>>>

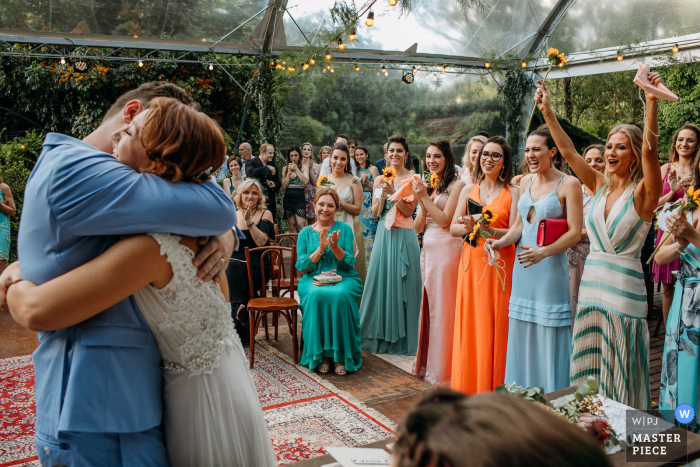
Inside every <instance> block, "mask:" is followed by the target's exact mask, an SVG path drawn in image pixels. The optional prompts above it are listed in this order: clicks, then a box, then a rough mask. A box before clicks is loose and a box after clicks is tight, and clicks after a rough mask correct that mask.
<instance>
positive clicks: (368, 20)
mask: <svg viewBox="0 0 700 467" xmlns="http://www.w3.org/2000/svg"><path fill="white" fill-rule="evenodd" d="M365 24H366V25H367V27H368V28H371V27H372V26H374V12H373V11H372V10H369V13H367V21H365Z"/></svg>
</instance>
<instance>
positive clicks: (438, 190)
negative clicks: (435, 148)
mask: <svg viewBox="0 0 700 467" xmlns="http://www.w3.org/2000/svg"><path fill="white" fill-rule="evenodd" d="M430 146H435V147H436V148H438V149H439V150H440V152H441V153H442V155H443V156H444V157H445V171H444V172H443V173H442V178H441V179H440V181H439V182H438V185H437V187H436V188H435V189H436V190H437V192H438V194H440V193H446V192H447V188H448V187H449V186H450V185H451V184H452V182H454V181H455V180H457V177H458V176H459V175H458V174H457V170H456V169H455V154H454V152H453V151H452V145H451V144H450V142H449V141H447V140H446V139H440V138H437V139H434V140H432V141H431V142H430V143H429V144H428V147H430ZM423 172H424V173H425V176H426V177H430V171H429V170H428V168H427V166H426V163H425V159H423ZM428 180H429V178H428ZM428 194H429V195H432V194H433V188H432V187H430V186H428Z"/></svg>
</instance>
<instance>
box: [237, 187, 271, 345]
mask: <svg viewBox="0 0 700 467" xmlns="http://www.w3.org/2000/svg"><path fill="white" fill-rule="evenodd" d="M233 202H234V203H235V204H236V209H237V211H238V217H237V219H236V226H238V228H239V229H240V230H241V232H243V234H244V235H245V239H243V240H241V243H240V245H239V247H238V250H236V251H234V252H233V255H232V256H231V261H229V265H228V269H227V270H226V278H227V279H228V288H229V295H230V302H231V314H232V318H233V320H234V323H235V324H236V330H237V331H238V334H239V336H240V338H241V342H243V344H247V343H248V342H249V341H250V332H249V328H248V311H247V309H246V306H247V305H248V302H249V301H250V299H251V297H250V286H249V283H248V281H249V280H251V279H250V278H249V277H248V267H247V265H246V259H245V248H246V247H248V248H250V249H251V250H252V249H253V248H258V247H261V246H265V245H267V244H268V243H269V242H270V240H274V238H275V226H274V220H273V219H274V218H273V217H272V213H271V212H270V211H269V210H267V200H266V198H265V195H264V194H263V188H262V186H261V185H260V182H258V181H257V180H256V179H252V178H250V179H247V180H245V181H244V182H243V183H241V184H240V185H239V186H238V188H237V189H236V195H235V196H234V198H233ZM261 256H262V255H261V254H260V253H251V255H250V260H251V261H252V262H253V264H251V269H252V270H253V278H252V280H253V288H254V289H255V290H260V288H261V287H262V285H263V283H262V273H263V271H262V268H261V265H260V258H261ZM271 278H272V265H271V264H270V262H269V261H266V263H265V280H266V281H267V280H269V279H271Z"/></svg>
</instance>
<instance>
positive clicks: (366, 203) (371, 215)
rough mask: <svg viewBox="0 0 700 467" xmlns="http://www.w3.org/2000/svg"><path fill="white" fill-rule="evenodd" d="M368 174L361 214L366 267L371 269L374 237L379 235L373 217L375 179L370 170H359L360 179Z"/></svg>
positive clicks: (363, 185) (357, 169)
mask: <svg viewBox="0 0 700 467" xmlns="http://www.w3.org/2000/svg"><path fill="white" fill-rule="evenodd" d="M362 174H367V183H366V184H365V185H363V186H362V211H361V212H360V224H361V225H362V236H363V237H364V239H365V267H366V268H369V257H370V255H371V254H372V248H373V247H374V237H375V236H376V235H377V224H378V222H379V221H378V219H377V218H376V217H374V216H372V191H373V190H372V185H373V182H374V177H373V176H372V172H370V171H369V169H365V168H359V169H357V175H358V177H361V176H362Z"/></svg>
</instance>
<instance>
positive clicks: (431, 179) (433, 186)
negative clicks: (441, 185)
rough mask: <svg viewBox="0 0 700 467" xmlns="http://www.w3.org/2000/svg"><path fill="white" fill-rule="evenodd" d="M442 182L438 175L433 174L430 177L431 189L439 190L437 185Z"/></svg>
mask: <svg viewBox="0 0 700 467" xmlns="http://www.w3.org/2000/svg"><path fill="white" fill-rule="evenodd" d="M439 181H440V178H439V177H438V176H437V174H431V175H430V188H432V189H433V190H434V189H435V188H437V184H438V182H439Z"/></svg>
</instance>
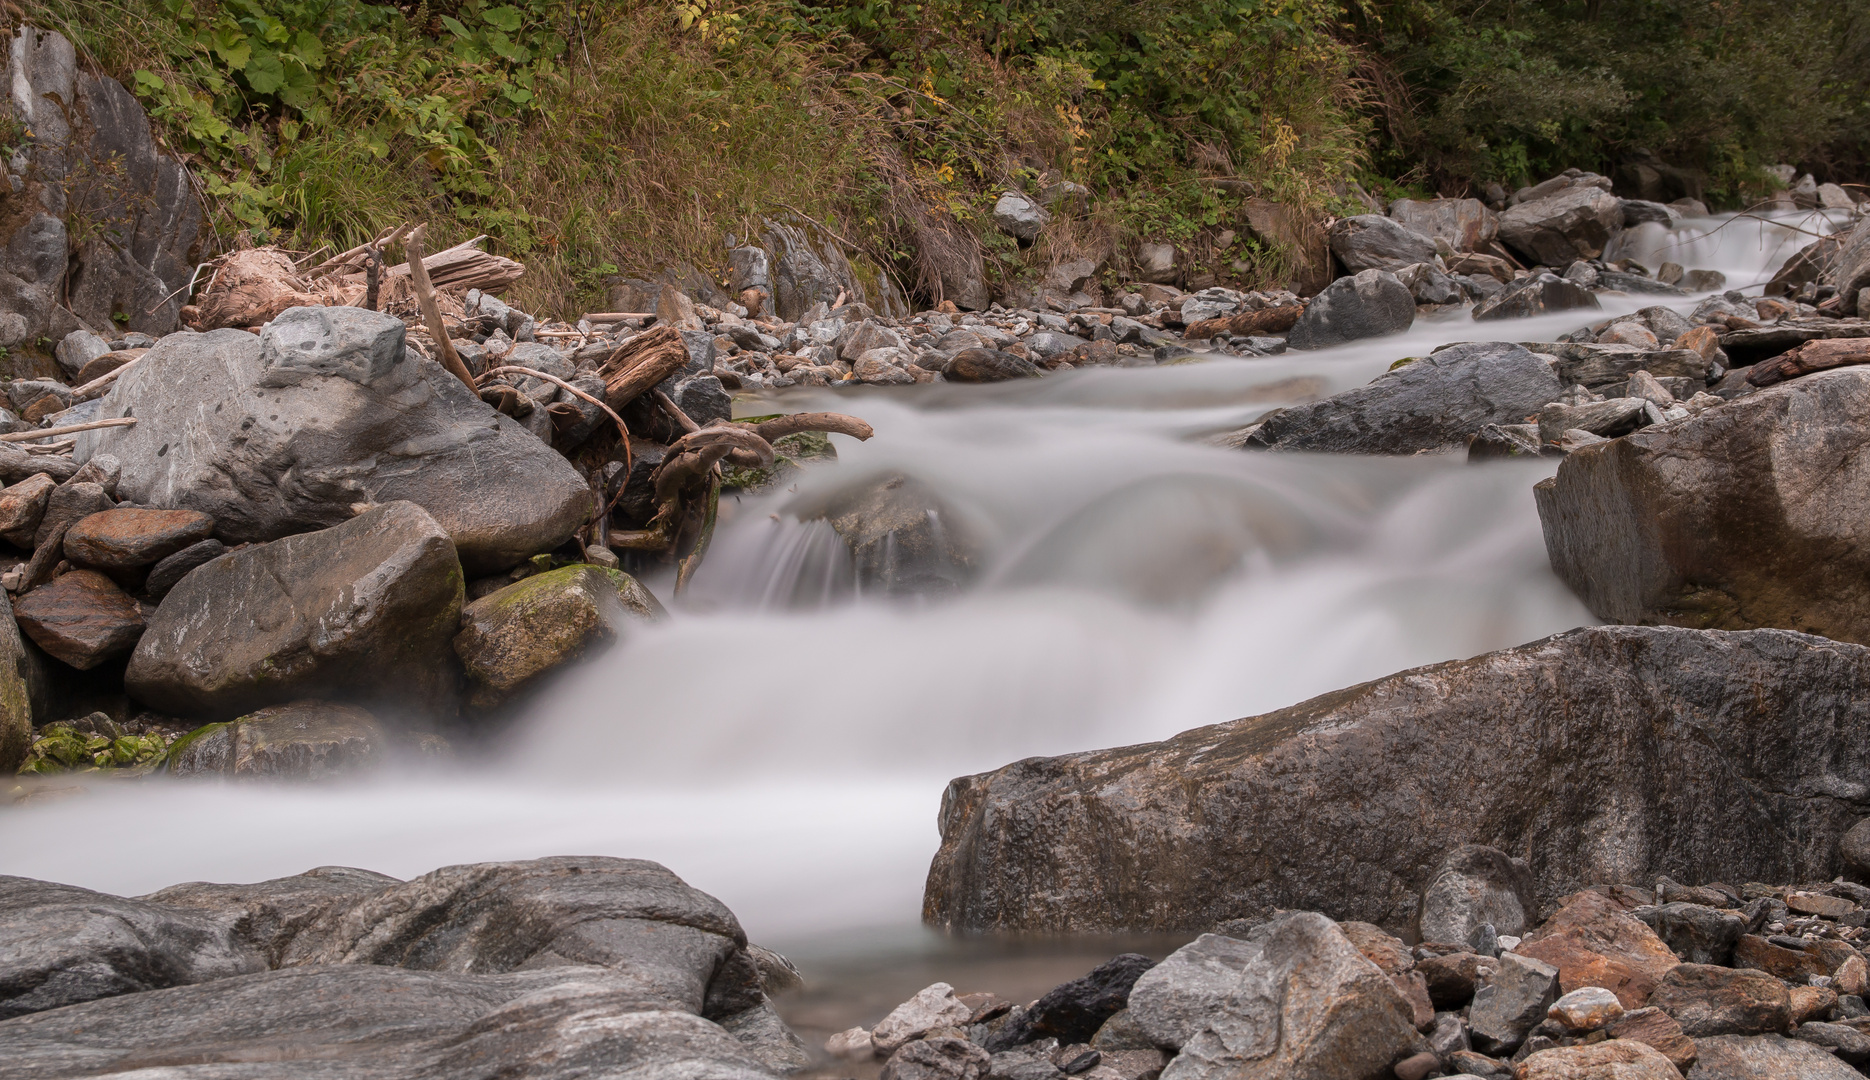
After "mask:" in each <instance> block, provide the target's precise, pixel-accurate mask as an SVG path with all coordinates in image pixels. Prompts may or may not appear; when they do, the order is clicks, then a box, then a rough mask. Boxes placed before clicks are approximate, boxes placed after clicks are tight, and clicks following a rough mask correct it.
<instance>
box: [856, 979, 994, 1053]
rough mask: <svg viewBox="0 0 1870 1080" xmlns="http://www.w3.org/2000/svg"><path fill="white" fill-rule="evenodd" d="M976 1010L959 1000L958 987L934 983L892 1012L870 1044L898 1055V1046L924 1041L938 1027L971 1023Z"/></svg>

<<<

What is needed: When an image appears in the data, skip it and output the rest exactly.

Worked solution:
Inside every <instance> block, "mask:" is followed by the target's exact mask, an SVG path drawn in image pixels. The optional prompts above it are listed in this order: clicks, then a box, then a rough mask. A box before clicks is loose and a box after clicks is tight, and clicks after a rough mask correct that mask.
<instance>
positive clicks: (368, 20)
mask: <svg viewBox="0 0 700 467" xmlns="http://www.w3.org/2000/svg"><path fill="white" fill-rule="evenodd" d="M365 24H366V25H367V27H368V28H371V27H372V26H374V12H373V11H372V10H369V13H367V21H365Z"/></svg>
</instance>
<instance>
positive clicks: (438, 190)
negative clicks: (435, 148)
mask: <svg viewBox="0 0 700 467" xmlns="http://www.w3.org/2000/svg"><path fill="white" fill-rule="evenodd" d="M430 146H435V147H436V148H438V149H439V150H440V152H441V153H442V155H443V156H444V157H445V171H444V172H443V173H442V178H441V179H440V181H439V182H438V185H437V187H436V188H435V189H436V190H437V192H438V194H440V193H446V192H447V188H448V187H449V186H450V185H451V184H452V182H454V181H455V180H457V177H458V176H459V175H458V174H457V170H456V169H455V154H454V152H453V151H452V145H451V144H450V142H449V141H447V140H446V139H440V138H437V139H434V140H432V141H431V142H430V143H429V144H428V147H430ZM423 172H424V173H425V176H426V177H430V171H429V170H428V168H427V166H426V163H425V159H423ZM428 180H429V178H428ZM428 194H429V195H432V194H433V188H432V187H430V186H428Z"/></svg>
</instance>
<instance>
box: [237, 187, 271, 345]
mask: <svg viewBox="0 0 700 467" xmlns="http://www.w3.org/2000/svg"><path fill="white" fill-rule="evenodd" d="M233 202H234V203H235V204H236V209H237V211H238V217H237V219H236V226H238V228H239V229H240V230H241V232H243V234H244V235H245V239H243V240H241V243H240V245H239V247H238V250H236V251H234V252H233V255H232V256H231V261H229V265H228V269H227V270H226V278H227V279H228V288H229V295H230V302H231V314H232V318H233V320H234V323H235V324H236V330H237V331H238V334H239V336H240V338H241V342H243V344H247V343H248V342H249V341H250V332H249V328H248V311H247V309H246V306H247V305H248V302H249V301H250V299H251V297H250V286H249V283H248V281H249V280H251V279H250V278H249V277H248V267H247V265H246V259H245V248H246V247H248V248H250V249H251V250H252V249H253V248H258V247H261V246H265V245H267V244H268V243H269V242H270V240H274V238H275V226H274V220H273V219H274V218H273V217H272V213H271V212H270V211H269V210H267V200H266V198H265V195H264V194H263V188H262V186H261V185H260V182H258V181H257V180H256V179H252V178H250V179H247V180H245V181H244V182H243V183H241V184H240V185H239V186H238V188H237V189H236V195H235V196H234V198H233ZM261 256H262V255H261V254H260V253H251V255H250V260H251V261H252V262H253V264H251V269H252V270H253V278H252V280H253V288H254V289H255V290H260V288H261V287H262V285H263V283H262V273H263V271H262V268H261V265H260V258H261ZM271 278H272V265H271V264H270V262H269V261H266V263H265V280H266V281H267V280H269V279H271Z"/></svg>
</instance>
<instance>
positive clicks: (366, 203) (371, 215)
rough mask: <svg viewBox="0 0 700 467" xmlns="http://www.w3.org/2000/svg"><path fill="white" fill-rule="evenodd" d="M368 174L361 214L366 267L371 269L374 237L379 235L373 217L375 179L370 170H359L360 179Z"/></svg>
positive clicks: (363, 185) (357, 169)
mask: <svg viewBox="0 0 700 467" xmlns="http://www.w3.org/2000/svg"><path fill="white" fill-rule="evenodd" d="M362 174H367V183H366V184H365V185H363V186H362V211H361V212H360V224H361V225H362V236H363V237H364V239H365V267H366V268H369V257H370V255H371V254H372V248H373V247H374V237H375V236H376V235H377V224H378V222H379V221H378V219H377V218H376V217H374V216H372V191H373V190H372V185H373V182H374V177H373V176H372V172H370V171H369V169H365V168H359V169H357V175H358V177H361V176H362Z"/></svg>
</instance>
<instance>
positive clicks: (431, 179) (433, 186)
negative clicks: (441, 185)
rough mask: <svg viewBox="0 0 700 467" xmlns="http://www.w3.org/2000/svg"><path fill="white" fill-rule="evenodd" d="M442 182L438 175L433 174L430 177L431 189L439 190L437 185Z"/></svg>
mask: <svg viewBox="0 0 700 467" xmlns="http://www.w3.org/2000/svg"><path fill="white" fill-rule="evenodd" d="M439 181H440V178H439V177H438V176H437V174H431V175H430V188H432V189H433V190H434V189H435V188H437V184H438V182H439Z"/></svg>
</instance>
After "mask:" in each <instance> block, provide the target's precise, pixel-accurate mask as an SVG path with all coordinates in image pixels. Prompts may or may not appear; when they do, the order is clicks, then a box, then a rough mask. Boxes placed before clicks are approximate, boxes placed after clicks are tight, and clicks following a rough mask correct it.
<instance>
box: [856, 979, 994, 1053]
rough mask: <svg viewBox="0 0 1870 1080" xmlns="http://www.w3.org/2000/svg"><path fill="white" fill-rule="evenodd" d="M976 1010L959 1000L958 987L934 983L892 1012L870 1044L898 1055V1046L924 1041L938 1027L971 1023Z"/></svg>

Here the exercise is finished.